Source extract:

★ ★ ★ ★ ★ ★ ★

Here, the record contains no evidence that Pacheco suffers from a medical condition that would have made another means of testing preferable. See id. And Pacheco is not one of “the few who on grounds of fear, concern for health, or religious scruple might prefer some other means of testing,” as Pacheco had already refused to give a breath specimen. See Schmerber, 384 U.S. at 771, 86 S.Ct. at 1836. Because Smith's failure to ask Pacheco about his medical history and conduct a follow-up examination did not render the draw unreasonable, we conclude that the police chose a reasonable means to obtain a blood alcohol assessment as to Pacheco, individually."



Pacheco then argued that Clark and Smith did not perform the procedure in a reasonable manner because the paperwork documenting the blood draw was incomplete. He contended that the “lack of identifiers places a patient at risk”; that medical procedures concerning the identity of the patient are “critical to preventing, diagnosing[,] and treating a person and can prevent unreasonable risks of medical harm”; and that it “creates unreasonable risks of medical harm.” The State argued that Pacheco failed to demonstrate how some clerical errors in the accompanying paperwork rendered the blood draw constitutionally unreasonable.

★ ★ ★ ★ ★ ★ ★

Study material:
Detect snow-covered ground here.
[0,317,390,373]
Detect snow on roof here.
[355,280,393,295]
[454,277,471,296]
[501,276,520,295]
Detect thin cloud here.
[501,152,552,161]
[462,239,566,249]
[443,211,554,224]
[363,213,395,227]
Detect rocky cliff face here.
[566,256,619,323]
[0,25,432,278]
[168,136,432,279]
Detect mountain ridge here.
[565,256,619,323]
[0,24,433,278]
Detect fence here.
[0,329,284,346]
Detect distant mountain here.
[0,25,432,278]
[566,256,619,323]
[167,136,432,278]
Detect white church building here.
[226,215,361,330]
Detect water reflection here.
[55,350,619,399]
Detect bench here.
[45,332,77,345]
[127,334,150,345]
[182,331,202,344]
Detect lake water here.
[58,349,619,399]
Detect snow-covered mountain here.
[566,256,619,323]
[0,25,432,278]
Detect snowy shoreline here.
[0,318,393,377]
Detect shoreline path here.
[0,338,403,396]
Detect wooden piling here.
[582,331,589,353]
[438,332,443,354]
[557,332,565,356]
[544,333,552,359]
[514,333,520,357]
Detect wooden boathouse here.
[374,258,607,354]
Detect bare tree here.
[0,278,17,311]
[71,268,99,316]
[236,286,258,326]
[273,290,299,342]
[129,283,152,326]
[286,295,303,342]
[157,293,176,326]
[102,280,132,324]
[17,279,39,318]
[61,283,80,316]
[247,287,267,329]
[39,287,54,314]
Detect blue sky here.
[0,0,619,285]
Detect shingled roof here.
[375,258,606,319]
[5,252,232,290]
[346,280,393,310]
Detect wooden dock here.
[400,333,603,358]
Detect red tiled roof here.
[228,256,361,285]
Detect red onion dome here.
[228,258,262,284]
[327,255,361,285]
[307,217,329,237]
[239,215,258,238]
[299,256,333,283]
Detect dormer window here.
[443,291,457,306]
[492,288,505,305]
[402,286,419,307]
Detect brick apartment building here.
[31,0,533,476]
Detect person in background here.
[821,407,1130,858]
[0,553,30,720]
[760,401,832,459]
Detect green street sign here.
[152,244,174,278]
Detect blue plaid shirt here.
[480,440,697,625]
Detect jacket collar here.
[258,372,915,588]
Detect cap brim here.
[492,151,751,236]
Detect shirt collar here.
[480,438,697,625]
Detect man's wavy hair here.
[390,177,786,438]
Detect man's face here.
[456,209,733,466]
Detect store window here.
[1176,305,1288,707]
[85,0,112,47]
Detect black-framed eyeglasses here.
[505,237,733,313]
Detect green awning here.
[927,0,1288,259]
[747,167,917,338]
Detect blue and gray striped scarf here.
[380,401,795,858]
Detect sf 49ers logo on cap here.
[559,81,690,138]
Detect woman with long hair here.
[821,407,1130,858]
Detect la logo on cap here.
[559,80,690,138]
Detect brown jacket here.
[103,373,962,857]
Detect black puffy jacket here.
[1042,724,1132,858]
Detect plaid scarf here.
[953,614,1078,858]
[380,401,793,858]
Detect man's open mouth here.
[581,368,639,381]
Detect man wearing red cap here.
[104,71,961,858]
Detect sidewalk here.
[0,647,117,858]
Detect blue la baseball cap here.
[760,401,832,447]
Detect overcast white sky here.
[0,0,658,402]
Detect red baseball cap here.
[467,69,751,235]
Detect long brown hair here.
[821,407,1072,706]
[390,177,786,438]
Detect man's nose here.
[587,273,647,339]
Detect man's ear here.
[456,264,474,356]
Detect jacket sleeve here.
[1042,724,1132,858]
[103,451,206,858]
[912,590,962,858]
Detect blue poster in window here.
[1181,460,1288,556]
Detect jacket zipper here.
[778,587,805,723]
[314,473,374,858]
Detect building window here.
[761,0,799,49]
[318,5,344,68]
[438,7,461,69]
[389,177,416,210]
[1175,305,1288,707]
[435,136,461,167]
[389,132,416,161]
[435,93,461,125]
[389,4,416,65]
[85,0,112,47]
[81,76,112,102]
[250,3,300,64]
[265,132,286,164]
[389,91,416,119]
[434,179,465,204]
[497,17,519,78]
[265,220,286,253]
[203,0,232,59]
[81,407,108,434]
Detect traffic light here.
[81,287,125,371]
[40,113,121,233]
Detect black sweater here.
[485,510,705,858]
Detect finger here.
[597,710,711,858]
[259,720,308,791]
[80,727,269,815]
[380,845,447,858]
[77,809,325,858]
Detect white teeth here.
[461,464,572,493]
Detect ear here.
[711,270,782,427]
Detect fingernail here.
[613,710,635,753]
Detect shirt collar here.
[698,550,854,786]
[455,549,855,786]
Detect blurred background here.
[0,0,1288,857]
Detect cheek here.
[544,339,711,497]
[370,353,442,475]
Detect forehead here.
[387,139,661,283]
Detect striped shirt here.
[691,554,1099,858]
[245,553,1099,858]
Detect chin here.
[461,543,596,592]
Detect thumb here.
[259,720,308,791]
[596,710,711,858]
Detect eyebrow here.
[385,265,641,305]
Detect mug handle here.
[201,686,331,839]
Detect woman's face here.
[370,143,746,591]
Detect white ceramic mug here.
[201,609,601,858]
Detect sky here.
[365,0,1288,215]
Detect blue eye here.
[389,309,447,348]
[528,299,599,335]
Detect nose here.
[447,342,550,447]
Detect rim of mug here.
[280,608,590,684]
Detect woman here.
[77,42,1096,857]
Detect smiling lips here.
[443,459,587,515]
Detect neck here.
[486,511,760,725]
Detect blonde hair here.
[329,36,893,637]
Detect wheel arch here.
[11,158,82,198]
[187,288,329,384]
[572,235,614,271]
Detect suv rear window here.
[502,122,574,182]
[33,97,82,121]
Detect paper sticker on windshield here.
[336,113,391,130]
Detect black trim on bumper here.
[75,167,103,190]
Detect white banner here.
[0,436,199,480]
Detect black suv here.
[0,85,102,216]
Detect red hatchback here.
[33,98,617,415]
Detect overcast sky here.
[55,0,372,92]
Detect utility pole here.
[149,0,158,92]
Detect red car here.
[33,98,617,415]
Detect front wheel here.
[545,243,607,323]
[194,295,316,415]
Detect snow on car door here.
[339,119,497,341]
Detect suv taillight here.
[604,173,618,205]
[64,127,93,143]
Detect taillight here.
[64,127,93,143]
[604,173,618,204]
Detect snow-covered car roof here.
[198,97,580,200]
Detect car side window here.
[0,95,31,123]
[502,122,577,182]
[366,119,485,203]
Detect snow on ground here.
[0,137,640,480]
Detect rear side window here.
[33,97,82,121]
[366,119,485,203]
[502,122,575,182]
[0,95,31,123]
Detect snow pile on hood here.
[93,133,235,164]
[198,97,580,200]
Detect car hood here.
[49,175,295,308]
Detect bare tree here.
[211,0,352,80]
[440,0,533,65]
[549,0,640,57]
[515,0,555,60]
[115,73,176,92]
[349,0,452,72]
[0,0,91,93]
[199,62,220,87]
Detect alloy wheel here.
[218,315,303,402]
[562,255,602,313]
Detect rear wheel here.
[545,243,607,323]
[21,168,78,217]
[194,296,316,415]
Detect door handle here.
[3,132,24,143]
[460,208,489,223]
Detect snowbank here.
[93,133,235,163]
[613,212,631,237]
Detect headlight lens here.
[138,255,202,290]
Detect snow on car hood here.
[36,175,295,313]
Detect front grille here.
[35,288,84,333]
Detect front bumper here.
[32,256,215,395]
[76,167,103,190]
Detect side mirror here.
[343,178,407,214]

★ ★ ★ ★ ★ ★ ★

Work to complete:
• A. Using the court excerpt on Pacheco's blood draw, say whether each statement agrees with it: (i) The record shows Pacheco had a medical condition that made another way of testing better. (ii) Pacheco had already refused to give a breath specimen. (iii) The State argued that the paperwork errors made the blood draw unreasonable. Answer yes or no for each and quote the words that decide it.
• B. Continue the court excerpt on Pacheco's blood draw from where it stops.
The data isn't needed for this work.

Answers by item number:
• A.
(i) No: "the record contains no evidence that Pacheco suffers from a medical condition that would have made another means of testing preferable."
(ii) Yes: "as Pacheco had already refused to give a breath specimen."
(iii) No: "The State argued that Pacheco failed to demonstrate how some clerical errors in the accompanying paperwork rendered the blood draw constitutionally unreasonable."

• B.
To that claim, the court wrote:



"Police officers act reasonably when drawing blood if they act in accordance with accepted medical practices, including the equipment and technique that they employ. Johnston, 336 S.W.3d at 663. The Supreme Court has explained that tolerating searches that were conducted by unqualified personnel or outside a medical environment may “invite an unjustified element of personal risk of infection and pain.” Schmerber, 384 U.S. at 772, 86 S.Ct. at 1836. Searches justified by a valid warrant have a presumption of legality unless the opponent produces evidence rebutting the presumption of proper police conduct. Amador v. State, 221 S.W.3d 666, 672 (Tex.Crim.App.2007). “[T]he reasonableness of the manner in which a DWI suspect's blood is drawn should be assayed on an objective, case-by-case basis in light of the totality of the circumstances surrounding the draw.” Johnston, 336 S.W.3d at 661.



Pacheco's argument that identifiers can prevent unreasonable risks of harm is misplaced because the standard is whether the blood was drawn in accordance with accepted medical practices, and Smith testified that she followed both the hospital's policy for drawing blood and the directives of her certification on how to draw blood. Pacheco argues that the lack of “identifiers” put him at “risk of medical harm,” but he fails to explain how he was at risk. Without more, Pacheco has failed to satisfy his burden to rebut the presumption of reasonableness. The record contains evidence supporting the trial court's conclusion that “the manner in which [Pacheco's] blood was drawn was reasonable.”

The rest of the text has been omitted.